━━ READING TEXT ━━

Tetratheca thymifolia, commonly known as black-eyed Susan or thyme pink-bells, is a small shrub in the family Elaeocarpaceae found in southeastern Australia.

It was first described by English botanist James Edward Smith in 1804. Its species name is derived from the Latin word folium "leaf" and thymus like the plant of that name. The genus name is derived from the Ancient Greek tetra "four", and theke "sac, box" and relates to the four-celled anthers.

Tetratheca thymifolia grows as a tough-stemmed shrub up to a metre (3 ft) high. Flowering occurs mainly from September to November but individual flowers can be seen at any time of year. The 2.5 cm (1 in) diameter flowers have a strong fragrance on hot days.

The species occurs in southeastern Queensland, through New South Wales and into East Gippsland in eastern Victoria, where it is found in heathland or eucalyptus woodland on sandy soils.

Introduced to horticulture in 1824 in England, Tetratheca thymifolia has been cultivated to some degree since. Several forms have been selected for horticulture, including T. 'Bicentennial Belle', which originates from a naturally occurring population near Bega, New South Wales. This form reaches 0.7 m tall by up to 0.9 m wide, and is freely suckering. It was registered with the Australian Cultivar Registration Authority in 1985 by Austraflora Nursery in Montrose, Victoria. It flowers all year, with peaks in spring and autumn., and has larger flowers than the species. Overall, Tetratheca thymifolia does best in well-drained acidic soils in a sunny or semi-shaded aspect, and tolerates light frosts. It is grown in container gardens or rockeries.

━━━
━━ ENTRIES PROVIDED ━━

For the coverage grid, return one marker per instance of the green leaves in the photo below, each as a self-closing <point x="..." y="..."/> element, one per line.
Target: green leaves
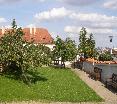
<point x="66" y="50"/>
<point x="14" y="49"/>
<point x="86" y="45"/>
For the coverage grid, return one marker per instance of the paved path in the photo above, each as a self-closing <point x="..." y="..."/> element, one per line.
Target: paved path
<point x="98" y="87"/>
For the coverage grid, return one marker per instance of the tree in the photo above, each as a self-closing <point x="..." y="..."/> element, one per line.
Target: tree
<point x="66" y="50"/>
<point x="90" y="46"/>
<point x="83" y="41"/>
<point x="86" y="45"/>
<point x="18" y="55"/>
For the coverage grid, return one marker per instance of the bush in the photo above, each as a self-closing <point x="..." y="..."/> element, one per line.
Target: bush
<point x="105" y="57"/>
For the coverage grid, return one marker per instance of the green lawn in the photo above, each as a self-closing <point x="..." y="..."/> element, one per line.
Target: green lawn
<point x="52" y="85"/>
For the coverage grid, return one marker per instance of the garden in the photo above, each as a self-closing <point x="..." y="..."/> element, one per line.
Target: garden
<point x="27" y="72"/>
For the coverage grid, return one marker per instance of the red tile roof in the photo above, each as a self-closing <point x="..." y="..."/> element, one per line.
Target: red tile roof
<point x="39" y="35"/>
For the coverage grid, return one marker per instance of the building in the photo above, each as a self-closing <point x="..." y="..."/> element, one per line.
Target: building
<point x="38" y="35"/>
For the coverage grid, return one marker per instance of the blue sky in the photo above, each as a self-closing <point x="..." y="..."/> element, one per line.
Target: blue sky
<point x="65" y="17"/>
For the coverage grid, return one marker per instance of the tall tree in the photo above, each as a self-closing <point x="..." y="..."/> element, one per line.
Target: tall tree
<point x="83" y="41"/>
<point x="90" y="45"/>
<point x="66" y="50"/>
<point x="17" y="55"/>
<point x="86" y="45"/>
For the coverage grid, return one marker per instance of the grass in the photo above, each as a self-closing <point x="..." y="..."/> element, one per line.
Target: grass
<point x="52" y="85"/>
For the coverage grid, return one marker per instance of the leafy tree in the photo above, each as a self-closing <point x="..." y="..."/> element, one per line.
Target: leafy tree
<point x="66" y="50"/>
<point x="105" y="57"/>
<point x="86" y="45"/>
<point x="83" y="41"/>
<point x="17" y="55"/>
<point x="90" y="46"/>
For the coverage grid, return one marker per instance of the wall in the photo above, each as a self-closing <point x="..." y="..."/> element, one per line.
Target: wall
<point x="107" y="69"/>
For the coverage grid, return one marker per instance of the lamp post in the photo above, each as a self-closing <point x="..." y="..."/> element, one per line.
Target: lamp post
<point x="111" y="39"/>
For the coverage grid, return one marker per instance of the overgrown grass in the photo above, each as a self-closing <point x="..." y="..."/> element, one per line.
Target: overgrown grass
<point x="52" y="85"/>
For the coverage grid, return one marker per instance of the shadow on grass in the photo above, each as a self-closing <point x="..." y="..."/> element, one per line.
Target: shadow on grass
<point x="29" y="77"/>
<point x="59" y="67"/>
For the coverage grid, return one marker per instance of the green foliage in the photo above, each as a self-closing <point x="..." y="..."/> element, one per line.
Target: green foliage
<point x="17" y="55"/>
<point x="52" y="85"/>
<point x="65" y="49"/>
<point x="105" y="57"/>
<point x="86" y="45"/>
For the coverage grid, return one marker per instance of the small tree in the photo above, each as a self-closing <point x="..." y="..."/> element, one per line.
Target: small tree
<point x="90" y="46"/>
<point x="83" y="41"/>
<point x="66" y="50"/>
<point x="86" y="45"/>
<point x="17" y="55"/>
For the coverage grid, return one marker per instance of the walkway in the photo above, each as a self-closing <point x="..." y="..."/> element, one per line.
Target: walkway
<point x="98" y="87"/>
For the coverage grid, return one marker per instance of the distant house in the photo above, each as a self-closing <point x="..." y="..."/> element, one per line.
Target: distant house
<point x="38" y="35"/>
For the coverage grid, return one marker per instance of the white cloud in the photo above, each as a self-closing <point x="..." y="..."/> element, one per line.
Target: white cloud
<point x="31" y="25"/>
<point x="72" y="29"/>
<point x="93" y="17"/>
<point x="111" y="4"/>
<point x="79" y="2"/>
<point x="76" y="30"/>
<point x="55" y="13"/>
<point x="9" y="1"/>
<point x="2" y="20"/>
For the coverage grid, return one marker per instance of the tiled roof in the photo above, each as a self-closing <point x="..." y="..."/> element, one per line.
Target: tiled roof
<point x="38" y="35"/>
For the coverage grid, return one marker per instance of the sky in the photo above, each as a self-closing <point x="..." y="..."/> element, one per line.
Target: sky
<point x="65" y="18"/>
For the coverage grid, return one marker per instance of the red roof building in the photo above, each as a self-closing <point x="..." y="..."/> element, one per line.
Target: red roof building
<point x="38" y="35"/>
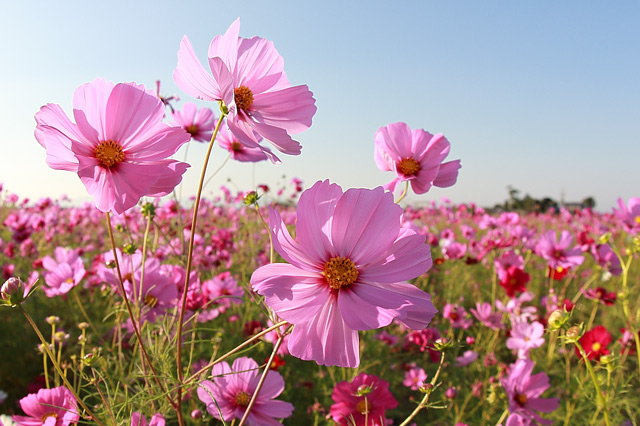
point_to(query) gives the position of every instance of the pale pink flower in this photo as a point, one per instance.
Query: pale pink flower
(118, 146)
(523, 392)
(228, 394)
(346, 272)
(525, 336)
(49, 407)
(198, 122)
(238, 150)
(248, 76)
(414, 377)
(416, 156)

━━━
━━ ENTRIES PROVIDED ━━

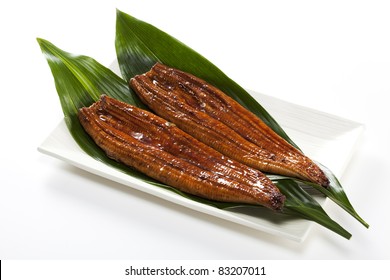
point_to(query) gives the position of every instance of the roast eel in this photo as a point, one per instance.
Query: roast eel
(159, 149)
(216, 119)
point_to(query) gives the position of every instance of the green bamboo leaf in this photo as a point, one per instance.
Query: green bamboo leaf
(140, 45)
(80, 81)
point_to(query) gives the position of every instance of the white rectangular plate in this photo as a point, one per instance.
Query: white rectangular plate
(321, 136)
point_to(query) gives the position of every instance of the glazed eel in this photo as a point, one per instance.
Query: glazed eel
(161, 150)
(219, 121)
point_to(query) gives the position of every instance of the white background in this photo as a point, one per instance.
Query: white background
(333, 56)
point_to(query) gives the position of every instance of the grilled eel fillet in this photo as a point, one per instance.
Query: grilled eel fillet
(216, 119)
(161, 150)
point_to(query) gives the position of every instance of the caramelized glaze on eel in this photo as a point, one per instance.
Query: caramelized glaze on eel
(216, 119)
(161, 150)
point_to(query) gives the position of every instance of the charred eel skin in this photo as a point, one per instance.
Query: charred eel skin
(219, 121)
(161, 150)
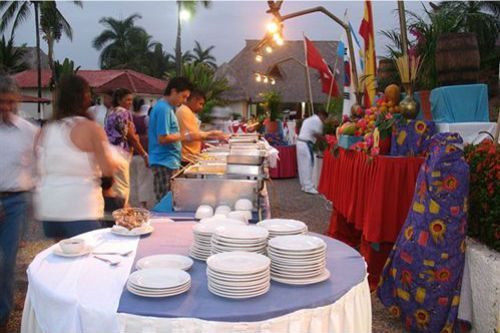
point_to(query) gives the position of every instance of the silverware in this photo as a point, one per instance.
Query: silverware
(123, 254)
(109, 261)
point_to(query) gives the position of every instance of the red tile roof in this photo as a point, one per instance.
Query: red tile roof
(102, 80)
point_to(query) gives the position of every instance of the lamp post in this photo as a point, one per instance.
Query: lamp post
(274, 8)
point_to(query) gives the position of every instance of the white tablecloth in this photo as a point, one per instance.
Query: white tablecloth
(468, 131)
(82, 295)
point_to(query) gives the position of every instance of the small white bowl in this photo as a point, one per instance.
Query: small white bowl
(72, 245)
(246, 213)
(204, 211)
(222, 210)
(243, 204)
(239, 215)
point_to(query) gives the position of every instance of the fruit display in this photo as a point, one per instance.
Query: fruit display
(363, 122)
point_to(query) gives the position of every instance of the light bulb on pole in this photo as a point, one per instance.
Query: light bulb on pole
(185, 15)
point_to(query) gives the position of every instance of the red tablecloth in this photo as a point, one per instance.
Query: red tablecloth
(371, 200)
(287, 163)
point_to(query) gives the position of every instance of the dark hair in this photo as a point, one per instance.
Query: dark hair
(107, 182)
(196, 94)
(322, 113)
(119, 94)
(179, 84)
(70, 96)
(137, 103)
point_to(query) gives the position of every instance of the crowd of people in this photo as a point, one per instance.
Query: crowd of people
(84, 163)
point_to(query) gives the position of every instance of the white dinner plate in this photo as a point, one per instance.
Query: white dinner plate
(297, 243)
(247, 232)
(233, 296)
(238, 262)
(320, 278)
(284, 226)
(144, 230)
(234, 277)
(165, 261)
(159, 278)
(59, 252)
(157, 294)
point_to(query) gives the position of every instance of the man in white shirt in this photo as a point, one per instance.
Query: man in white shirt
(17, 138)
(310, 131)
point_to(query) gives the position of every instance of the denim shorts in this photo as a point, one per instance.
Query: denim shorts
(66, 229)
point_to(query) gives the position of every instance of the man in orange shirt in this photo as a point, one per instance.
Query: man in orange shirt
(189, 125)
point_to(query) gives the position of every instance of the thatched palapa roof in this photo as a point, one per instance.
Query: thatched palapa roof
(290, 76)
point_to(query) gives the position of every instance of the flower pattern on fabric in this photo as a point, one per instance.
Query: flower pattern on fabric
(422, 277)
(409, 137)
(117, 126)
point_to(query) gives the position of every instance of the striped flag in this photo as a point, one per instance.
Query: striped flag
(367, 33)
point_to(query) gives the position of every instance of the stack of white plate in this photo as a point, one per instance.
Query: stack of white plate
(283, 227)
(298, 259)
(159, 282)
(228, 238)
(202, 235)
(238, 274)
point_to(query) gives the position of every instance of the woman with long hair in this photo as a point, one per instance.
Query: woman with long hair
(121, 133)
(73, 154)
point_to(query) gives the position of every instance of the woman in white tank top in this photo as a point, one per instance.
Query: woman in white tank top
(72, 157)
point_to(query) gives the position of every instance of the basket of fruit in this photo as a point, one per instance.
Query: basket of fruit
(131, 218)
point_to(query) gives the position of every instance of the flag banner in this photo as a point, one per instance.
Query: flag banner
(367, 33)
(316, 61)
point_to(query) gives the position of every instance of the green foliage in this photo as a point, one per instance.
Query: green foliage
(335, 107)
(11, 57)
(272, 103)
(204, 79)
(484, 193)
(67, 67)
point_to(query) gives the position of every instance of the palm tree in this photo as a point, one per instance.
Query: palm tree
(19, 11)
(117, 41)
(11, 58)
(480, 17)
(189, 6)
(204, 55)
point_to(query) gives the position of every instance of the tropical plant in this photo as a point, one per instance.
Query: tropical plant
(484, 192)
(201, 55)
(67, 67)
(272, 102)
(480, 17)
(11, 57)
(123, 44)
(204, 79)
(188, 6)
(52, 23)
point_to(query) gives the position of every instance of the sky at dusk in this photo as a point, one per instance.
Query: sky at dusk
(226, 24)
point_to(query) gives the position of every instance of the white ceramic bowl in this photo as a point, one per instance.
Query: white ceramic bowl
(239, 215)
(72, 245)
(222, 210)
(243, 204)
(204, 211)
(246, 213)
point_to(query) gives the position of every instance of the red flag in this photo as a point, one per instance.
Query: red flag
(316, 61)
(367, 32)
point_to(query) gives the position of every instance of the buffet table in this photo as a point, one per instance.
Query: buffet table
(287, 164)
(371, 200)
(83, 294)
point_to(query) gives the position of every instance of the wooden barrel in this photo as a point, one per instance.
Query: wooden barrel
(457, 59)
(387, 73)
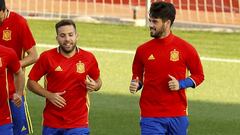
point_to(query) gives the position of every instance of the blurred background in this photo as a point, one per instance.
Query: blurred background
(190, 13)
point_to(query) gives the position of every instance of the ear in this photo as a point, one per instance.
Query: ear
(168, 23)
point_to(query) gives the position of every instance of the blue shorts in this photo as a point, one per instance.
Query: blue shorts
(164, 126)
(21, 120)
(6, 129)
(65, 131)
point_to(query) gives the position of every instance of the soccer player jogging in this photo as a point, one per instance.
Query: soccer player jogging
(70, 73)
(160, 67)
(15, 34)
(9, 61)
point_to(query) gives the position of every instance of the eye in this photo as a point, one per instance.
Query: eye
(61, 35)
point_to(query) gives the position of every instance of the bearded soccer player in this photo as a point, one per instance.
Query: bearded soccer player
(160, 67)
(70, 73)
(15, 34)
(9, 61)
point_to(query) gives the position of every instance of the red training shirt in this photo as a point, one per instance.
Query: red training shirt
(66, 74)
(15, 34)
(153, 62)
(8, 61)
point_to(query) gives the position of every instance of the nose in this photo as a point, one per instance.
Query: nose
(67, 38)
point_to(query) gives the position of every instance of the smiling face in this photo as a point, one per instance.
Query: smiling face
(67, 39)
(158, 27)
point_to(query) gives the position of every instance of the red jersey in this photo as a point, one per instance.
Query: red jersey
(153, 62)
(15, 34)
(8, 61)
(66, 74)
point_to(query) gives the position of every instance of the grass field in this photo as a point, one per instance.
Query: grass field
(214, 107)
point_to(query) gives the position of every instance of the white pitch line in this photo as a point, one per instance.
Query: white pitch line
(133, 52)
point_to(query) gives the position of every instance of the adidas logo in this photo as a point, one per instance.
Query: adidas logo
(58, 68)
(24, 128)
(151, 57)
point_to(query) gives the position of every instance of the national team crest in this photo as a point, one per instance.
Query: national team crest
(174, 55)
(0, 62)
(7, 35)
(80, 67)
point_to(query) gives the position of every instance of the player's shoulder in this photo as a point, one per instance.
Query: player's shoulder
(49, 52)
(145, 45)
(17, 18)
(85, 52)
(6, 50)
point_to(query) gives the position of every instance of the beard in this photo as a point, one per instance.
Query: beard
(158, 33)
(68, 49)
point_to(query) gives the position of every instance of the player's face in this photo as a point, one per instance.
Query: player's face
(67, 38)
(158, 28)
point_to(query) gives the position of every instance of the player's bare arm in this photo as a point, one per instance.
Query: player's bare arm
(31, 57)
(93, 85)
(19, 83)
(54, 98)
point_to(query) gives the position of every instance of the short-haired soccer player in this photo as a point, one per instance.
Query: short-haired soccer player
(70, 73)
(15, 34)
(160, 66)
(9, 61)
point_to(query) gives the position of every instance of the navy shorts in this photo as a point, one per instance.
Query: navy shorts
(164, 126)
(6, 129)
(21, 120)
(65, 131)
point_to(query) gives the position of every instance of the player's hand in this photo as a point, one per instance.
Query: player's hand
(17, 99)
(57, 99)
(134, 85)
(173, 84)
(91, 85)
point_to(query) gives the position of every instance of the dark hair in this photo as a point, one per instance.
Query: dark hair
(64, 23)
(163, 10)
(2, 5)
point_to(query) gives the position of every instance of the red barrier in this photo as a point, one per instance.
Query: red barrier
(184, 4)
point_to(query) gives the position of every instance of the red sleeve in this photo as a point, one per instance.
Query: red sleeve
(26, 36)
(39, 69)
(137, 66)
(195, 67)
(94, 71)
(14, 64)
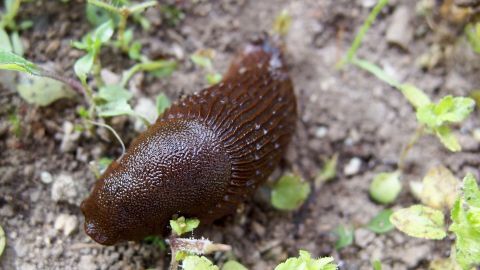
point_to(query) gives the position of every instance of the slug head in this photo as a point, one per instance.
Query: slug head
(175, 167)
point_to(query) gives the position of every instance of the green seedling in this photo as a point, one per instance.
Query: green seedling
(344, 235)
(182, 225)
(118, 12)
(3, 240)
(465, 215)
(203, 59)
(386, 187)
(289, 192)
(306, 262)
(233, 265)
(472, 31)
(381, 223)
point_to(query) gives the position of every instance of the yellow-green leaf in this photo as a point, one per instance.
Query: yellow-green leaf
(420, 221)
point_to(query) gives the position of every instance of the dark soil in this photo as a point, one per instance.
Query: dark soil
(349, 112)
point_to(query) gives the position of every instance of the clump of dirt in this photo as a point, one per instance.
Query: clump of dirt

━━━
━━ ENTRIES PROVIDED ━━

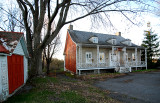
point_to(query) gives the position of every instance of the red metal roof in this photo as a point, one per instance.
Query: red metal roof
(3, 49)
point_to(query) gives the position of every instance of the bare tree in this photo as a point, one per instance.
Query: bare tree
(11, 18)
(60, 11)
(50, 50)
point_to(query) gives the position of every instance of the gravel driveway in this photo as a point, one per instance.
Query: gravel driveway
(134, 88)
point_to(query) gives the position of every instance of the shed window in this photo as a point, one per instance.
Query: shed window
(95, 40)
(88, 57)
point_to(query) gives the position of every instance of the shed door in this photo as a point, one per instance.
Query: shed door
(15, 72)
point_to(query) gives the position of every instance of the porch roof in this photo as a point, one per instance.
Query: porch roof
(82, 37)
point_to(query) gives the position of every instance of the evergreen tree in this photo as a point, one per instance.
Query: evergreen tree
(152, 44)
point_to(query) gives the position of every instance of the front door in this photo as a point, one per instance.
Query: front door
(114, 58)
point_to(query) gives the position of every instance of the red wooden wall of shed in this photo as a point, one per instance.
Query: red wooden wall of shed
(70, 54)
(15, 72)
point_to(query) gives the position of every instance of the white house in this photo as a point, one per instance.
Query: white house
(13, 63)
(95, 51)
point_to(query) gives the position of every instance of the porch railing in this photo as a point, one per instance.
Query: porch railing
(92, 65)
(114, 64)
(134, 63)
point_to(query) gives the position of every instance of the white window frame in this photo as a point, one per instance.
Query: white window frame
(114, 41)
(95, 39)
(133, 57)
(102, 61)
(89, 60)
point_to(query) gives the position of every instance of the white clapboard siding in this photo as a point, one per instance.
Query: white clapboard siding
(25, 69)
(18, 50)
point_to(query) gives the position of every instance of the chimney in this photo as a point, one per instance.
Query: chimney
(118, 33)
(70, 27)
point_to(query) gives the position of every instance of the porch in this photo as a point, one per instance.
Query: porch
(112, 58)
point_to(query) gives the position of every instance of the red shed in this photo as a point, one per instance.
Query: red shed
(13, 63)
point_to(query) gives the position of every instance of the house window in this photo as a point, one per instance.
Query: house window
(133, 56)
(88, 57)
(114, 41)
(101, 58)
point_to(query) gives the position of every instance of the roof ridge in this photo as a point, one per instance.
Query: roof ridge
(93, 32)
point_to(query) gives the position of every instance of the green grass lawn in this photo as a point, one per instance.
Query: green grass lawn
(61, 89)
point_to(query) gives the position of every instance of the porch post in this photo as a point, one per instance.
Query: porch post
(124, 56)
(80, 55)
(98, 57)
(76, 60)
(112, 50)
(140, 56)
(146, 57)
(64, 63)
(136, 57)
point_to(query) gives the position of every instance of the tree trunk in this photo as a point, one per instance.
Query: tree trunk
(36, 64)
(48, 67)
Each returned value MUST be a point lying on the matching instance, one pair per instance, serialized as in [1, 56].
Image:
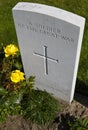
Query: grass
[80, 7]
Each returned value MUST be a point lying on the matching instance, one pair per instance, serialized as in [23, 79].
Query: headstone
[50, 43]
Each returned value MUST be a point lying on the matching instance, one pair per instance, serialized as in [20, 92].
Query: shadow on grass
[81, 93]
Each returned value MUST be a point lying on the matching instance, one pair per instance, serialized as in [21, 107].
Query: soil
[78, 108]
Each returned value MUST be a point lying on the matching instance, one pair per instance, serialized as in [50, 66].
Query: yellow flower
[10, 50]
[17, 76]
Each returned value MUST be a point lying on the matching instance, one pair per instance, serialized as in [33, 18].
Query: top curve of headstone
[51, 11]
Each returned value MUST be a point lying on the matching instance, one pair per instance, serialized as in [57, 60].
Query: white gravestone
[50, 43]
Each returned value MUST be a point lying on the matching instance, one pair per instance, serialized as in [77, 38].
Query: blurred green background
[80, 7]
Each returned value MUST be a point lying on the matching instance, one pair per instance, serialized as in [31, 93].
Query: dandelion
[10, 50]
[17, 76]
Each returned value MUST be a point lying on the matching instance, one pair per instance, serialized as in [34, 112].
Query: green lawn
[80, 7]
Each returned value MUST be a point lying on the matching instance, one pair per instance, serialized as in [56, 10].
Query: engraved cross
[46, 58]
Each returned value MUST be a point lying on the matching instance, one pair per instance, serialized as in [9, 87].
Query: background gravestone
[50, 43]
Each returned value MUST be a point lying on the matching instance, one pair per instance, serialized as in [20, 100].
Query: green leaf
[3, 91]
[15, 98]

━━━

== EXERCISE INSTRUCTIONS ==
Write out the entire passage on Tetratheca thymifolia above, word for word.

== TASK RESPONSE ==
Tetratheca thymifolia, commonly known as black-eyed Susan or thyme pink-bells, is a small shrub in the family Elaeocarpaceae found in southeastern Australia.

It was first described by English botanist James Edward Smith in 1804. Its species name is derived from the Latin word folium "leaf" and thymus like the plant of that name. The genus name is derived from the Ancient Greek tetra "four", and theke "sac, box" and relates to the four-celled anthers.

Tetratheca thymifolia grows as a tough-stemmed shrub up to a metre (3 ft) high. Flowering occurs mainly from September to November but individual flowers can be seen at any time of year. The 2.5 cm (1 in) diameter flowers have a strong fragrance on hot days.

The species occurs in southeastern Queensland, through New South Wales and into East Gippsland in eastern Victoria, where it is found in heathland or eucalyptus woodland on sandy soils.

Introduced to horticulture in 1824 in England, Tetratheca thymifolia has been cultivated to some degree since. Several forms have been selected for horticulture, including T. 'Bicentennial Belle', which originates from a naturally occurring population near Bega, New South Wales. This form reaches 0.7 m tall by up to 0.9 m wide, and is freely suckering. It was registered with the Australian Cultivar Registration Authority in 1985 by Austraflora Nursery in Montrose, Victoria. It flowers all year, with peaks in spring and autumn., and has larger flowers than the species. Overall, Tetratheca thymifolia does best in well-drained acidic soils in a sunny or semi-shaded aspect, and tolerates light frosts. It is grown in container gardens or rockeries.